● STATED PROBLEM 1:
Convert the rows below into a JSON list of strings with one string per line, leaving out blank lines.

● SOURCE TEXT:
╭──
Jumping to the declaration of a symbol is something that does not only work when placing the cursor on the name of the function you are currently implementing. Rather, it also works for other symbols: Putting the cursor on a (local, global, or member) variable and jumping to its declaration also transports you to its location of declaration. Similarly, you can place the cursor on the name of a class, for example in a variable of function declaration, and jump to the location of its declaration.

  • Switch between declaration/definition: In the example above, to jump to the site of the declaration of the current function, you need to first place the cursor on the function name. To avoid this step, you can select Navigation -> Switch definition/declaration (or hit Shift + Ctrl + C) to jump to the declaration of the function within which the cursor currently is. Selecting the same menu entry a second time transports you back to the place where the function is defined.
  • Previous/Next use: Placing the cursor on the name of a local variable and selecting Navigation -> Next use (or hitting Meta + Shift + Right) transports you to the next use of this variable in the code. (Note that this doesn't just search for the next occurrence of the variable name but in fact takes into account that variables with the same name but in different scopes are different.) The same works for the use of function names. Selecting Navigation -> Previous use (or hitting Meta + Shift + Left) transports you to the previous use of a symbol.


To see the list of all uses of a name through which these commands cycle, place the cursor onto it and open the Code Browser tool view or press and hold the Alt button. This is explained in more detail in the section on Exploring code.


Some shortcuts might be used already by your window manager (e.g. Meta + Left is used by LXDE/Openbox); you can either change the key combination for the shortcut in kdevelop Settings...->Configure Shortcuts or in the window manager config (e.g. .config/openbox/lubuntu-rc.xml)

  • The context list: Web browsers have this feature where you can go backward and forward in the list of most recently visited web pages. KDevelop has the same kind of features, except that instead of web pages you visit contexts. A context is the current location of the cursor, and you change it by navigating away from it using anything but cursor commands — for example, by clicking on a location provided by a tooltip, in the Code Browser tool view, one of the options given in the Navigation menu, or any other navigation command. Using the Navigation -> Previous Visited Context (Meta + Left) and Navigation -> Next Visited Context (Meta + Right) transports you along this list of visited contexts just like the back and forward buttons of a browser transports you to the previous or next webpage in the list of visited pages.
  • Finally, there are tool views that allow you to navigate to different places in your code base. For example, the Classes tool provides you with a list of all namespaces and classes in all projects of the current session, and allows you to expand it to see member functions and variables of each of these classes:
    Double-clicking on an item (or going through the context menu using the right mouse button) allows you to jump to the location of the declaration of the item. Other tools allow similar things; for example, the Projects tool view provides a list of files that are part of a session:
    Again, double-clicking on a file opens it.

Writing source code

Because KDevelop understands your projects' source code, it can assist in writing more code. The following outlines some of the ways in which it does that.
╰──
● STATED PROBLEM 2:
Condense the paragraph beginning "Previous/Next use" in the KDevelop navigation text above into a short bulleted list that keeps its main facts.

● RECORDS TO PROCESS:
╭──
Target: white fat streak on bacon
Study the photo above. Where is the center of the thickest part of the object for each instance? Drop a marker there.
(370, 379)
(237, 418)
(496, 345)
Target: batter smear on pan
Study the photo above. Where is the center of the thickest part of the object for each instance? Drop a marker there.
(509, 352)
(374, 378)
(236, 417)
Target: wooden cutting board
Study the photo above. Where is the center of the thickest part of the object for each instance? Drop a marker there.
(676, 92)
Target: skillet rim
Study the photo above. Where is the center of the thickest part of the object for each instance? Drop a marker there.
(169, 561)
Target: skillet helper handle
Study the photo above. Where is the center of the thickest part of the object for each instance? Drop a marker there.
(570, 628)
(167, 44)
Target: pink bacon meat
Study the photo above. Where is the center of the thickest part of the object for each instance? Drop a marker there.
╰──
● TASK RESULT 1:
[
  "Target: white fat streak on bacon",
  "Study the photo above. Where is the center of the thickest part of the object for each instance? Drop a marker there.",
  "(370, 379)",
  "(237, 418)",
  "(496, 345)",
  "Target: batter smear on pan",
  "Study the photo above. Where is the center of the thickest part of the object for each instance? Drop a marker there.",
  "(509, 352)",
  "(374, 378)",
  "(236, 417)",
  "Target: wooden cutting board",
  "Study the photo above. Where is the center of the thickest part of the object for each instance? Drop a marker there.",
  "(676, 92)",
  "Target: skillet rim",
  "Study the photo above. Where is the center of the thickest part of the object for each instance? Drop a marker there.",
  "(169, 561)",
  "Target: skillet helper handle",
  "Study the photo above. Where is the center of the thickest part of the object for each instance? Drop a marker there.",
  "(570, 628)",
  "(167, 44)",
  "Target: pink bacon meat",
  "Study the photo above. Where is the center of the thickest part of the object for each instance? Drop a marker there."
]

● TASK RESULT 2:
- With the cursor on a local variable's name, Navigation -> Next use (or Meta + Shift + Right) jumps to the next use of that variable in the code.
- This is not a plain search for the name: variables with the same name in different scopes are treated as different.
- It also works for function names.
- Navigation -> Previous use (or Meta + Shift + Left) jumps to the previous use of a symbol.